(Coordinate annotation entries)
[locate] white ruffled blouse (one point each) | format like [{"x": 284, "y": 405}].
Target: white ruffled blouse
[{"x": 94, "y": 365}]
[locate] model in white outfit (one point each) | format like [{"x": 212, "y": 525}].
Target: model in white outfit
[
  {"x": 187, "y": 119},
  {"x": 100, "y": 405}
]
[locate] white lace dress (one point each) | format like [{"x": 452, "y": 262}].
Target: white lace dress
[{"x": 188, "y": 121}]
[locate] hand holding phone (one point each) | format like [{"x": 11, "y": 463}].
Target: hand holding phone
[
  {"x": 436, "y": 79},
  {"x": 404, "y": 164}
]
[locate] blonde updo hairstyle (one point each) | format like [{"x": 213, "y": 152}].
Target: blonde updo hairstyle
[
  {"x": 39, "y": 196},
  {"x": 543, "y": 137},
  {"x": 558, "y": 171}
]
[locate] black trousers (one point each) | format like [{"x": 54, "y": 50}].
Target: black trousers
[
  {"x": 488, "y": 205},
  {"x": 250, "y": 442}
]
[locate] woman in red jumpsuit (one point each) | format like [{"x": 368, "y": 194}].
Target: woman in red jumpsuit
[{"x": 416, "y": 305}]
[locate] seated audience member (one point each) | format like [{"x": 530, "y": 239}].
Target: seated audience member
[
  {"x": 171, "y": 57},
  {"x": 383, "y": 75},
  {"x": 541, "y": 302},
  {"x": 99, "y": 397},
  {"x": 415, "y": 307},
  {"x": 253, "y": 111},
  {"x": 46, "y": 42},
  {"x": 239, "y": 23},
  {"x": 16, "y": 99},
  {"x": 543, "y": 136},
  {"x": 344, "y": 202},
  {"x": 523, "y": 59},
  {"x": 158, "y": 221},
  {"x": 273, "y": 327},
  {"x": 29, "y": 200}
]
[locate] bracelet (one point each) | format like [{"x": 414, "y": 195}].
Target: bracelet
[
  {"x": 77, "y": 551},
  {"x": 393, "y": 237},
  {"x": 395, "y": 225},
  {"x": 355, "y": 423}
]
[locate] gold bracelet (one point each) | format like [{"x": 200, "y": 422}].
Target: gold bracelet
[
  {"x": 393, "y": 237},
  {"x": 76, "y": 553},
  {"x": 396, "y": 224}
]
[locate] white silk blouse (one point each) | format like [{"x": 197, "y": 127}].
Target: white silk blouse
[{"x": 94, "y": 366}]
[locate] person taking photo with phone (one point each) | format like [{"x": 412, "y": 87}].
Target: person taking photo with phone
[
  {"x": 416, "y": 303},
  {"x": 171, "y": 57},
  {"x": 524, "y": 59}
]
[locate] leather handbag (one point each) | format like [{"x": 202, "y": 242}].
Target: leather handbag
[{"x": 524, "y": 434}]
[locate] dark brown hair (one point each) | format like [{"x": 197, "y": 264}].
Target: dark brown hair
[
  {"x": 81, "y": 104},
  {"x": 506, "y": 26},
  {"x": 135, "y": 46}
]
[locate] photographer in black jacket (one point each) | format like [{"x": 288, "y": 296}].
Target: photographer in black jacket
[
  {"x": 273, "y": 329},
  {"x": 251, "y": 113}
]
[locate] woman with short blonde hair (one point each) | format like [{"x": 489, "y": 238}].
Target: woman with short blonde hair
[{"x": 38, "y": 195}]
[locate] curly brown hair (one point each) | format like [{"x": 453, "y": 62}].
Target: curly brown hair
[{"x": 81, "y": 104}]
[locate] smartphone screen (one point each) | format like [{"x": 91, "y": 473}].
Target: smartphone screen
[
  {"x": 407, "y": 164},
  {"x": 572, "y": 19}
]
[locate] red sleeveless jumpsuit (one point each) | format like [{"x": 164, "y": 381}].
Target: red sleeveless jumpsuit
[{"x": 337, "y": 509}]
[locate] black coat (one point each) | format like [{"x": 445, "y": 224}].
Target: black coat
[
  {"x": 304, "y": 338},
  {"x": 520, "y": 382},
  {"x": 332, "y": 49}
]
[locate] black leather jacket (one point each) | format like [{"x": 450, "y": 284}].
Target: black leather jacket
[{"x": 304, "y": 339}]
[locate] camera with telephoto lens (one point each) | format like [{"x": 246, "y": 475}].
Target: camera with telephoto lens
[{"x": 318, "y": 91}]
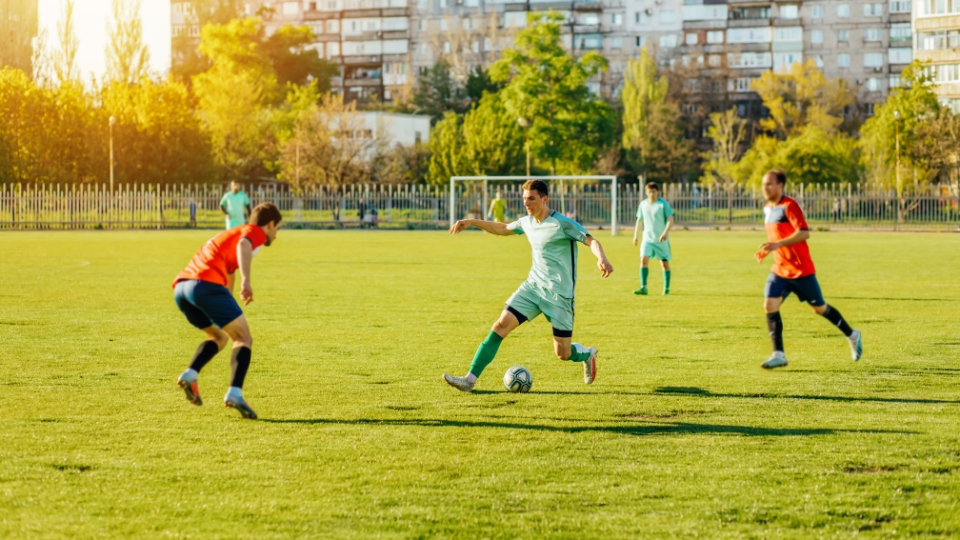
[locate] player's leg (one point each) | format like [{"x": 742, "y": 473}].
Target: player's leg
[
  {"x": 240, "y": 356},
  {"x": 774, "y": 294},
  {"x": 813, "y": 295},
  {"x": 216, "y": 339}
]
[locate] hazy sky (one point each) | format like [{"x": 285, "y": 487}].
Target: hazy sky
[{"x": 91, "y": 19}]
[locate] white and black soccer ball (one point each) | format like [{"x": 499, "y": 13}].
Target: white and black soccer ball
[{"x": 518, "y": 380}]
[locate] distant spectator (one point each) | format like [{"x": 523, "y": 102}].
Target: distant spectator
[{"x": 235, "y": 205}]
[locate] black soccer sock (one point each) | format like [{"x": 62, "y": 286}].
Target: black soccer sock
[
  {"x": 834, "y": 316},
  {"x": 775, "y": 326},
  {"x": 207, "y": 350},
  {"x": 239, "y": 364}
]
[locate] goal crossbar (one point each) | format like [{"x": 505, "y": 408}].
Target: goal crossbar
[{"x": 485, "y": 179}]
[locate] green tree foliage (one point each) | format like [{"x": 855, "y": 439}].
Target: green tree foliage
[
  {"x": 652, "y": 133},
  {"x": 569, "y": 127},
  {"x": 802, "y": 97},
  {"x": 919, "y": 110}
]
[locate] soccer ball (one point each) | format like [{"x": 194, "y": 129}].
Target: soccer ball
[{"x": 518, "y": 380}]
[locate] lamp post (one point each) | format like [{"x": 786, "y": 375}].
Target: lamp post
[
  {"x": 525, "y": 124},
  {"x": 896, "y": 123},
  {"x": 113, "y": 120}
]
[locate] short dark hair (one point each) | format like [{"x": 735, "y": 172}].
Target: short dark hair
[
  {"x": 265, "y": 213},
  {"x": 779, "y": 175},
  {"x": 536, "y": 185}
]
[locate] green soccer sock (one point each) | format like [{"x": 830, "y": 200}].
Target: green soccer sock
[
  {"x": 578, "y": 353},
  {"x": 485, "y": 353}
]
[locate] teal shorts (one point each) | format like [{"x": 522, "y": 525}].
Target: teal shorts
[
  {"x": 660, "y": 250},
  {"x": 531, "y": 300}
]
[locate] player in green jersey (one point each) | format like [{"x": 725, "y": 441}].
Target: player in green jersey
[
  {"x": 549, "y": 289},
  {"x": 657, "y": 218}
]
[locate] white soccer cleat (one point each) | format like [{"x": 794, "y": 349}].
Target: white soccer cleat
[
  {"x": 590, "y": 367},
  {"x": 460, "y": 383},
  {"x": 856, "y": 345},
  {"x": 777, "y": 359}
]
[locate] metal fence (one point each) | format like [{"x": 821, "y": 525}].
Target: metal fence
[{"x": 86, "y": 206}]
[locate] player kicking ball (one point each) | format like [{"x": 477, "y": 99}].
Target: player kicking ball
[
  {"x": 793, "y": 270},
  {"x": 204, "y": 293},
  {"x": 656, "y": 214},
  {"x": 549, "y": 289}
]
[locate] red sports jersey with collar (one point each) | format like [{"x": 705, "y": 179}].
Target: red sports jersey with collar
[
  {"x": 782, "y": 220},
  {"x": 218, "y": 257}
]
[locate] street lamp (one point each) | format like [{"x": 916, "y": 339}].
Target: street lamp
[
  {"x": 113, "y": 120},
  {"x": 525, "y": 124},
  {"x": 896, "y": 123}
]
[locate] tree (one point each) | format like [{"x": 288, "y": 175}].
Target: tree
[
  {"x": 802, "y": 97},
  {"x": 916, "y": 104},
  {"x": 568, "y": 125},
  {"x": 127, "y": 56},
  {"x": 652, "y": 132},
  {"x": 727, "y": 131}
]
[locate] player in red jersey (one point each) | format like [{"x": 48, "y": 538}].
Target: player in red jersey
[
  {"x": 204, "y": 293},
  {"x": 793, "y": 270}
]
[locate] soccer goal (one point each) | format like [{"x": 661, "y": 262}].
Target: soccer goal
[{"x": 590, "y": 200}]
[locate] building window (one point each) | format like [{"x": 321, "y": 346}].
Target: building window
[{"x": 789, "y": 12}]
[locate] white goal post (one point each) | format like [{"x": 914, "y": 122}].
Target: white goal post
[{"x": 561, "y": 179}]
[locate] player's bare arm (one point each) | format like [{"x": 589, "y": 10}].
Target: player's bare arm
[
  {"x": 767, "y": 248},
  {"x": 244, "y": 256},
  {"x": 602, "y": 262},
  {"x": 492, "y": 227}
]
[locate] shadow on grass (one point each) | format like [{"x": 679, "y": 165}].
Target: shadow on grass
[
  {"x": 693, "y": 391},
  {"x": 668, "y": 428}
]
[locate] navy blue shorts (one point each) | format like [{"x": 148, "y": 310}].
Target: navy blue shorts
[
  {"x": 806, "y": 288},
  {"x": 206, "y": 304}
]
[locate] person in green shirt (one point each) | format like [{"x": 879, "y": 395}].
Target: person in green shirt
[
  {"x": 235, "y": 205},
  {"x": 549, "y": 288},
  {"x": 657, "y": 218},
  {"x": 498, "y": 208}
]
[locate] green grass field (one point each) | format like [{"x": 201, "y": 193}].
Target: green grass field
[{"x": 682, "y": 435}]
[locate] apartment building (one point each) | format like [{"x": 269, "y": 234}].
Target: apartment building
[
  {"x": 19, "y": 24},
  {"x": 937, "y": 28}
]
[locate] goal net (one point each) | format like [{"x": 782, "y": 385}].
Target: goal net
[{"x": 589, "y": 200}]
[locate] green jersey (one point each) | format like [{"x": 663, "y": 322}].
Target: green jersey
[
  {"x": 235, "y": 204},
  {"x": 554, "y": 242},
  {"x": 654, "y": 217}
]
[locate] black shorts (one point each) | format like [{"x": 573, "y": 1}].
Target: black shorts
[
  {"x": 806, "y": 288},
  {"x": 206, "y": 304}
]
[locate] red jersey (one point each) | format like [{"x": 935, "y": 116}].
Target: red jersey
[
  {"x": 218, "y": 257},
  {"x": 782, "y": 220}
]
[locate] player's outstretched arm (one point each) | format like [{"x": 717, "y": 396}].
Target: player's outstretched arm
[
  {"x": 244, "y": 256},
  {"x": 492, "y": 227},
  {"x": 602, "y": 262}
]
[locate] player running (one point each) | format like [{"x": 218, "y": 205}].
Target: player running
[
  {"x": 657, "y": 217},
  {"x": 549, "y": 289},
  {"x": 793, "y": 270},
  {"x": 204, "y": 293}
]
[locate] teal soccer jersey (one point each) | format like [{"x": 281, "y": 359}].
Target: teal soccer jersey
[
  {"x": 654, "y": 217},
  {"x": 234, "y": 203},
  {"x": 554, "y": 243}
]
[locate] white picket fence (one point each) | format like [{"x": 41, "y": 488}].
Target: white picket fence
[{"x": 141, "y": 206}]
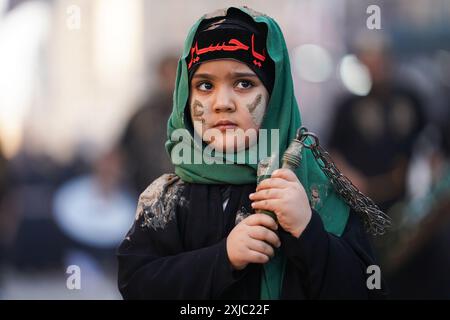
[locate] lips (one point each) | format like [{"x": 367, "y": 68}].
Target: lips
[{"x": 224, "y": 124}]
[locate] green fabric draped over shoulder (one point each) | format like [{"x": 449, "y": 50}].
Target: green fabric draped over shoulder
[{"x": 283, "y": 114}]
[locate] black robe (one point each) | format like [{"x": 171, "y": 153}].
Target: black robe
[{"x": 185, "y": 257}]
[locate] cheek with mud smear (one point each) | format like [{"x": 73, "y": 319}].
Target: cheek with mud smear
[
  {"x": 257, "y": 109},
  {"x": 198, "y": 110}
]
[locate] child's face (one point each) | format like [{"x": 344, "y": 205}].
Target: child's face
[{"x": 225, "y": 96}]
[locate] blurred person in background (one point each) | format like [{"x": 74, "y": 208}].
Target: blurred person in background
[
  {"x": 145, "y": 134},
  {"x": 417, "y": 259},
  {"x": 372, "y": 136},
  {"x": 5, "y": 229},
  {"x": 95, "y": 210}
]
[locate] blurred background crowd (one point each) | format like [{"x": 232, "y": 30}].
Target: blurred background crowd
[{"x": 85, "y": 94}]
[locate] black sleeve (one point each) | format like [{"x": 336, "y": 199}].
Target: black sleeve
[
  {"x": 333, "y": 267},
  {"x": 153, "y": 265}
]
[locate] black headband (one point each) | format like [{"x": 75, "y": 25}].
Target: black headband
[{"x": 234, "y": 36}]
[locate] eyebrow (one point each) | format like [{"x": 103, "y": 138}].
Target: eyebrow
[{"x": 230, "y": 75}]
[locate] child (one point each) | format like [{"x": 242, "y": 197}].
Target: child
[{"x": 196, "y": 234}]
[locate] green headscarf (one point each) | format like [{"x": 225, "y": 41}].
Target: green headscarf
[{"x": 282, "y": 113}]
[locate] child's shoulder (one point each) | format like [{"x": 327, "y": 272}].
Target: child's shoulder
[{"x": 160, "y": 198}]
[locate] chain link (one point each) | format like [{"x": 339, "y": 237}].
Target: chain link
[{"x": 376, "y": 221}]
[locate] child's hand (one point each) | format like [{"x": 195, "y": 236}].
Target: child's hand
[
  {"x": 250, "y": 241},
  {"x": 284, "y": 195}
]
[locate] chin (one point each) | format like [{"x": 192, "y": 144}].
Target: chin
[{"x": 229, "y": 145}]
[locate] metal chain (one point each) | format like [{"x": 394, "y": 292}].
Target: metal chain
[{"x": 376, "y": 221}]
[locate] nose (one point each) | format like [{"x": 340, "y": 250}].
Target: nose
[{"x": 224, "y": 101}]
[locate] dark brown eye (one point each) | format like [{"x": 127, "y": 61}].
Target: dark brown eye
[
  {"x": 244, "y": 84},
  {"x": 204, "y": 86}
]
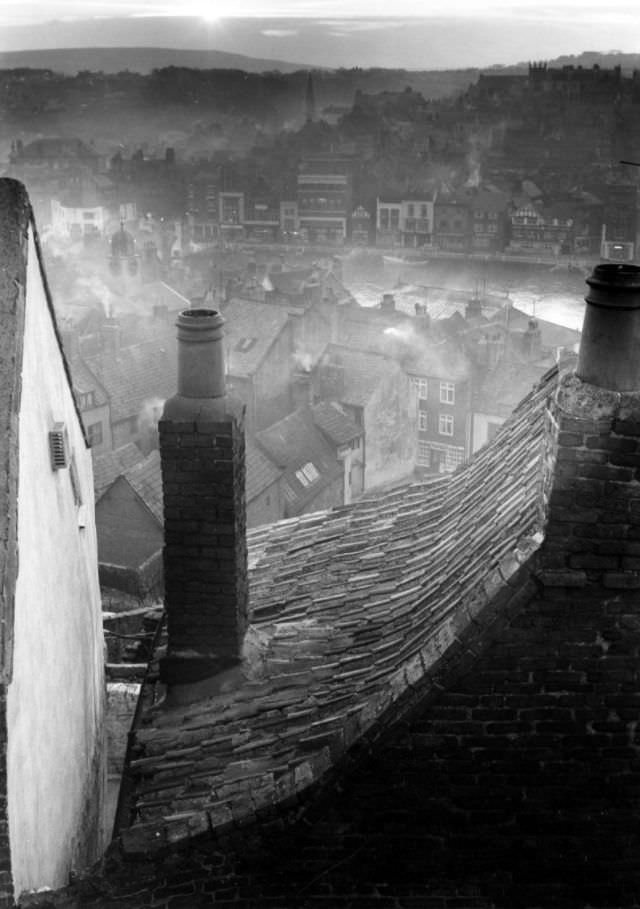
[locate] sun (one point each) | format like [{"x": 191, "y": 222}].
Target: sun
[{"x": 207, "y": 10}]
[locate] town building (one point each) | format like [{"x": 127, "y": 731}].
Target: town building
[
  {"x": 373, "y": 390},
  {"x": 452, "y": 222},
  {"x": 399, "y": 677},
  {"x": 259, "y": 359},
  {"x": 324, "y": 197},
  {"x": 311, "y": 476},
  {"x": 51, "y": 662},
  {"x": 130, "y": 529}
]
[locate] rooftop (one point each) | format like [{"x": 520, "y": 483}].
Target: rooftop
[
  {"x": 363, "y": 372},
  {"x": 349, "y": 610},
  {"x": 334, "y": 423},
  {"x": 250, "y": 330},
  {"x": 109, "y": 465},
  {"x": 307, "y": 460},
  {"x": 135, "y": 375}
]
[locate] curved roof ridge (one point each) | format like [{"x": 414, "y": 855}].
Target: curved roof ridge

_GOAL OF THE EXERCISE_
Look for the line that contains "[locate] chin (one", then please copy it and the rest of the lines through the end of the data, pictures excluded.

_WRITTEN RESPONSE_
[locate] chin (one point each) | format like [{"x": 192, "y": 144}].
Target: chin
[{"x": 229, "y": 145}]
[locate] metal chain (one point each) | format like [{"x": 394, "y": 292}].
Target: metal chain
[{"x": 376, "y": 221}]
[locate] nose (one point each) | format like [{"x": 340, "y": 250}].
Target: nose
[{"x": 224, "y": 101}]
[locate] dark brown eye (one point each) | format like [{"x": 127, "y": 61}].
Target: dark brown eye
[
  {"x": 244, "y": 84},
  {"x": 204, "y": 86}
]
[locate] sun (one point each) | format like [{"x": 191, "y": 222}].
Target: sun
[{"x": 207, "y": 10}]
[locate] town building (one point each) | format like [{"x": 127, "y": 731}].
Target: town building
[
  {"x": 373, "y": 390},
  {"x": 452, "y": 222},
  {"x": 399, "y": 677},
  {"x": 259, "y": 359},
  {"x": 324, "y": 197},
  {"x": 311, "y": 476},
  {"x": 51, "y": 662},
  {"x": 130, "y": 529}
]
[locate] rooftop (one point each) | format like [{"x": 520, "y": 483}].
Target: rooftop
[
  {"x": 363, "y": 372},
  {"x": 349, "y": 610},
  {"x": 334, "y": 423},
  {"x": 250, "y": 330},
  {"x": 109, "y": 465},
  {"x": 307, "y": 460},
  {"x": 135, "y": 375}
]
[locate] curved roof ridge (one point each) | format like [{"x": 414, "y": 855}].
Target: curved roof ridge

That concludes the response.